Building an offensive line: teaching the stretch play

By Keith Grabowski | Posted 3/28/2016

The stretch play is one of the most effective calls in the NFL and college football.

The scheme is simple enough to teach at the high school and youth levels, but it does require a large amount of time to drill and perfect.

At a high school where I coached, we installed our zone schemes and used them to break every school rushing record and even developed Ohio’s leading rusher.

Here is how you can teach effective offensive line fundamentals within various blocking schemes, using the stretch play as the starting point.

SEE ALSO: Read more of Keith Grabowski’s Building and Offensive Line blog series

SEE ALSO: Teach offensive line principles before scheme

Once members of an offensive line have the basics of gap responsibility and landmarks down, continue building on that foundation by teaching the outside zone/stretch play, including proper hand placement and punch.

When a lineman locks onto a defender to reach him, the punch is of utmost importance. If the blocker can get the backside hand to the sternum, he will reach the defender. If he throws short of the sternum, he will have a tougher time gaining the leverage he needs.

An uncovered offensive lineman with an inside aligned defender can punch in order to slow penetration and allow the lineman who has that gap responsibility to take the block over. We give the outside, playside hand target as the bicep. Ideally, that punch is coming up through the outside hand of the defender where the breast plate and shoulder plate come together. Hand targets are illustrated in the following video.

After the linemen have a sound understanding of their footwork landmarks and targets for punch, they are ready to learn combinations and overtake techniques.

The next video illustrates the different overtakes, including footwork landmarks and punch targets.

Ultimately, the defense is going to run to not be reached. Emphasizing great footwork at the landmarks puts an offensive lineman on the right course after everything begins to move.

Initial teaching of combo fundamentals occurs with a 2 technique or head-up defender alignment with a linebacker aligned inside of him. We have the 2 technique defender work straight across, to his inside gap and to his outside gap.

☆ ☆ ☆ ☆

-- INSTRUCTION 1 --
According to the stretch play article, where does a blocker need to get the backside hand to reach the defender?

☆ ☆ ☆ ☆

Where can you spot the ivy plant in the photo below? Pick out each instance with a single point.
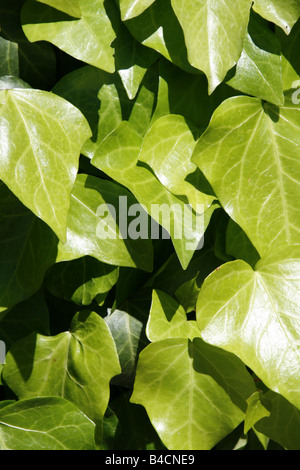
(123, 325)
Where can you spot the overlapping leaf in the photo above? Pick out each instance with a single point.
(214, 34)
(167, 319)
(249, 154)
(41, 138)
(96, 226)
(88, 38)
(45, 424)
(255, 314)
(76, 365)
(196, 408)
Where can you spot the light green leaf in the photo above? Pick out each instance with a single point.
(167, 148)
(282, 424)
(42, 138)
(255, 315)
(77, 365)
(158, 28)
(94, 226)
(81, 280)
(9, 63)
(50, 423)
(249, 154)
(255, 411)
(214, 34)
(167, 319)
(118, 157)
(238, 244)
(71, 7)
(127, 333)
(284, 14)
(88, 38)
(194, 394)
(131, 8)
(28, 248)
(258, 71)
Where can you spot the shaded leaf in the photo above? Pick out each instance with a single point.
(255, 315)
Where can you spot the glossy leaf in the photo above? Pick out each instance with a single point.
(127, 332)
(249, 156)
(77, 365)
(131, 8)
(81, 280)
(258, 70)
(28, 248)
(45, 424)
(40, 151)
(167, 319)
(71, 7)
(95, 203)
(214, 34)
(118, 157)
(167, 148)
(284, 14)
(88, 38)
(255, 315)
(191, 403)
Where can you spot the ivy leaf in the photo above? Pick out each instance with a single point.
(284, 14)
(214, 34)
(194, 394)
(249, 154)
(131, 8)
(118, 157)
(42, 135)
(28, 248)
(77, 365)
(94, 222)
(167, 319)
(71, 7)
(283, 422)
(258, 71)
(43, 424)
(81, 280)
(255, 315)
(88, 38)
(167, 149)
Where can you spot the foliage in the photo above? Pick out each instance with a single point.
(150, 342)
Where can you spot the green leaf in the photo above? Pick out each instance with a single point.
(131, 8)
(45, 424)
(158, 28)
(127, 333)
(94, 226)
(258, 71)
(77, 365)
(40, 151)
(88, 38)
(255, 411)
(118, 157)
(238, 244)
(214, 34)
(167, 148)
(28, 248)
(71, 7)
(249, 156)
(167, 319)
(282, 424)
(81, 280)
(9, 64)
(284, 14)
(255, 315)
(31, 315)
(194, 394)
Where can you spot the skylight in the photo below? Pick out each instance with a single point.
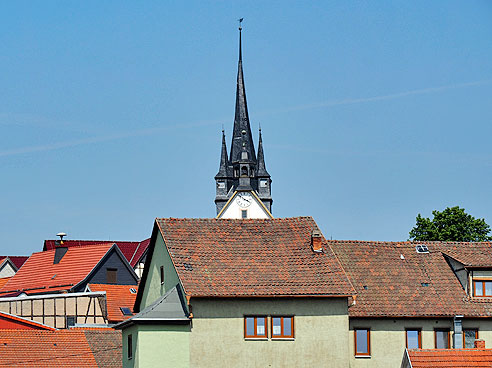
(126, 311)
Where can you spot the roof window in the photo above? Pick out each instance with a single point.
(126, 311)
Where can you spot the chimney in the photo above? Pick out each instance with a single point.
(479, 344)
(316, 241)
(60, 250)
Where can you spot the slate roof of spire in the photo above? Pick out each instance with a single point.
(251, 257)
(261, 159)
(393, 280)
(241, 119)
(224, 161)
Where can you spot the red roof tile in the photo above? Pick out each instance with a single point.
(392, 279)
(11, 322)
(106, 345)
(39, 274)
(132, 251)
(456, 358)
(273, 257)
(36, 348)
(3, 281)
(117, 296)
(18, 261)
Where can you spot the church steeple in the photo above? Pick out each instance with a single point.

☆ ☆ ☆ ☆

-- INSTRUCTION 2 --
How many lines of the records contain the word "below"? Give only the number.

-- PROBLEM SOLUTION 1 --
The blocker needs to get the backside hand to the defender's sternum.

-- PROBLEM SOLUTION 2 --
2